Задание 1
Перепишите фрагмент текста об авиценноведении, который открывается словами «Появились по-настоящему глубокие» и завершается словами «почти 500 лет.». Подставьте в нем «врачебному искусству» вместо «практической медицине».
Задание 2
Продолжите текст об авиценноведении, начиная сразу после его последнего предложения.

Извлеченный текст
Выбрать главу

Появились по-настоящему глубокие оригинальные работы, среди которых монография узбекского ученого В. К. Джумаева «Хирургия Абу Али Ибн Сины» (1979) и немецкая интерпретация разделов «Канона» по гигиене детства E. Kahle «Avicenna Uber Kinderkrankheiten Im Kinderregimen Seinem Qanun» (1979). Это замечательные примеры академической науки, бесконечно далекие от «белого шума» юбилейных статей.

Однако законы коллективного бессознательного таковы, что то знание, которое не находит путей реализации в практике жизни, постепенно превращается в «белый шум». В эпоху Западноевропейского Ренессанса «Канон врачебной науки» был востребован, прослужив практической медицине почти 500 лет.

Авиценноведение было обречено застрять в развитии, потому что не могло себе позволить интуитивную метафизику, смелые инновации расширенного мышления, новые технологии прочтения «Канона», который в переводе востоковедов выглядел как нелепый подстрочник.

Извлеченные данные
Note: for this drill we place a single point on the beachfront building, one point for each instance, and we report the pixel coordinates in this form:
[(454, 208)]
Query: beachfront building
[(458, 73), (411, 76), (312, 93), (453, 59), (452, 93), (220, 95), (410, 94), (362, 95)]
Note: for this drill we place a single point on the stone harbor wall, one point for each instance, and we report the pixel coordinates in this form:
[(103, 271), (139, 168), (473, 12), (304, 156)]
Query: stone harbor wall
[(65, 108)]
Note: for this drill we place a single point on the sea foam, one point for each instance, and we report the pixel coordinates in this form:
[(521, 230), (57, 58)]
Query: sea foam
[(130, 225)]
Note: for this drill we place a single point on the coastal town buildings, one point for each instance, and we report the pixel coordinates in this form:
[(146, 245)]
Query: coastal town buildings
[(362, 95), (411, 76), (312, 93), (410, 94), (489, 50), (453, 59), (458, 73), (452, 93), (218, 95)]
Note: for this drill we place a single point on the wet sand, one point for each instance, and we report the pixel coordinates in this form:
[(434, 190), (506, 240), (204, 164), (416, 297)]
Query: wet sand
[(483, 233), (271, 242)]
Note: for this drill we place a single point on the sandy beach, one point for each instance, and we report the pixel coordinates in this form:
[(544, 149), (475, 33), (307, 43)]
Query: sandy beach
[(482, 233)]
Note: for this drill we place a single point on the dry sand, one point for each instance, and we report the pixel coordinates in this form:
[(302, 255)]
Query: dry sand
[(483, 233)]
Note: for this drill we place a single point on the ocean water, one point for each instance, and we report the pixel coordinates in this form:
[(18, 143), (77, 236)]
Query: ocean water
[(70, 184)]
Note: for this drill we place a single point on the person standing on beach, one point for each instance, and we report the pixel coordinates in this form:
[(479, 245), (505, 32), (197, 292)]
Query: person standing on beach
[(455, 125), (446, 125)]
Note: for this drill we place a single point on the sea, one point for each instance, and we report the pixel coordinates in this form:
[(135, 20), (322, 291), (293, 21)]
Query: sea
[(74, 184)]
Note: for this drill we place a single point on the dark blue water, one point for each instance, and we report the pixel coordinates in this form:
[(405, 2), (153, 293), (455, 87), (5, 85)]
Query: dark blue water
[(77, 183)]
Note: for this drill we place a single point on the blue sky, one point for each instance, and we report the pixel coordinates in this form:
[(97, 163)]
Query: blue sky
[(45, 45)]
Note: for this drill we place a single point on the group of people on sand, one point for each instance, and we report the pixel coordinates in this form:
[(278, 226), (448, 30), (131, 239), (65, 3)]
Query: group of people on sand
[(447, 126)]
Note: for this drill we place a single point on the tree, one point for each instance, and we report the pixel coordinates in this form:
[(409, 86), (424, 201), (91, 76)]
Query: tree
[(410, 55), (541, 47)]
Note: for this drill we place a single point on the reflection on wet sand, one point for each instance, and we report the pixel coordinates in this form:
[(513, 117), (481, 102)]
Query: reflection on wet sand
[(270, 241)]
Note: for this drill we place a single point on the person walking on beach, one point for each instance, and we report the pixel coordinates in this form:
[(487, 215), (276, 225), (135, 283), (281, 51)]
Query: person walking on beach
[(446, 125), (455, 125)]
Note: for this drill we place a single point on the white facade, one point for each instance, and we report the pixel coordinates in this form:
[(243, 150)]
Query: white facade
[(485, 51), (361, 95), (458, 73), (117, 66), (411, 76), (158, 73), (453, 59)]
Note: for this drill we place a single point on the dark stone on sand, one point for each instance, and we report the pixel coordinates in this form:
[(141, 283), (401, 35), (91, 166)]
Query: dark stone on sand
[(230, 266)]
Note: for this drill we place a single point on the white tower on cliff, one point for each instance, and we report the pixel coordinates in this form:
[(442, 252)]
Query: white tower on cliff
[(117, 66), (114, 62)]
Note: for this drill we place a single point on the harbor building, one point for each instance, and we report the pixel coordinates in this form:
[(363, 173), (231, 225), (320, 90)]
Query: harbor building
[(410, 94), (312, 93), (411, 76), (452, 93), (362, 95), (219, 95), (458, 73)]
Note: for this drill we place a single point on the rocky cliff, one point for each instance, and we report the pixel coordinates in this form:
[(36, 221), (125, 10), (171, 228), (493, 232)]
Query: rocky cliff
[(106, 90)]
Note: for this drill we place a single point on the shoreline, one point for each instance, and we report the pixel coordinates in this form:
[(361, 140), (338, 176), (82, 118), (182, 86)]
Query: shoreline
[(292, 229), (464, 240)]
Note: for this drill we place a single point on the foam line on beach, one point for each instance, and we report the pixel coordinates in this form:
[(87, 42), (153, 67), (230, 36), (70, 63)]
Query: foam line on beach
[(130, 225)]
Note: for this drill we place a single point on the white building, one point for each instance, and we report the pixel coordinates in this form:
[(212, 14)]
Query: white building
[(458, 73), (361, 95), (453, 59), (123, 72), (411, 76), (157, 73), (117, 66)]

Поле ответа 1
Появились по-настоящему глубокие оригинальные работы, среди которых монография узбекского ученого В. К. Джумаева «Хирургия Абу Али Ибн Сины» (1979) и немецкая интерпретация разделов «Канона» по гигиене детства E. Kahle «Avicenna Uber Kinderkrankheiten Im Kinderregimen Seinem Qanun» (1979). Это замечательные примеры академической науки, бесконечно далекие от «белого шума» юбилейных статей.

Однако законы коллективного бессознательного таковы, что то знание, которое не находит путей реализации в практике жизни, постепенно превращается в «белый шум». В эпоху Западноевропейского Ренессанса «Канон врачебной науки» был востребован, прослужив врачебному искусству почти 500 лет.

Поле ответа 2
Но медицинская наука XXI века все же находит новые ответы, вопрошая природу на языке высоких технологий, обращаясь к медицинскому опыту прошлого с помощью новых инструментов мышления, среди которых биохакингу принадлежит особое место.

И в этой связи надо сказать, что находить в прошлом идеи, способные служить будущему, – одна из самых непростых задач, которая без преувеличения блестяще решена авторами книги «Авиценна. Истоки биохакинга в медицине».

Присутствие контуров древнего знания в размышлениях врачей последних столетий не случайность, а закономерность развития. Поверхностная информация позволяет нам идти вслед за Парацельсом, категорически отрицая медицину Галена и Авиценны. Глубинная информация позволяет увидеть иную тенденцию развития, которая заключается в накоплении медицинского опыта в конструкции времени.

Идеи прошлого, синтезируясь с современным технологическим мышлением, способны реально детерминировать развитие медицины настоящего и ближайшего будущего, поскольку в них с особой силой проявляется способность к расширению науки, оказавшейся в тупике из-за узкой специализации.

III

О нашей совместной работе с авторами этой книги по реконструкции отдельных фрагментов текста «Канона врачебной науки» надо сказать особо. Естественно, мы не первые, кто пытается дать свое прочтение этого легендарного труда.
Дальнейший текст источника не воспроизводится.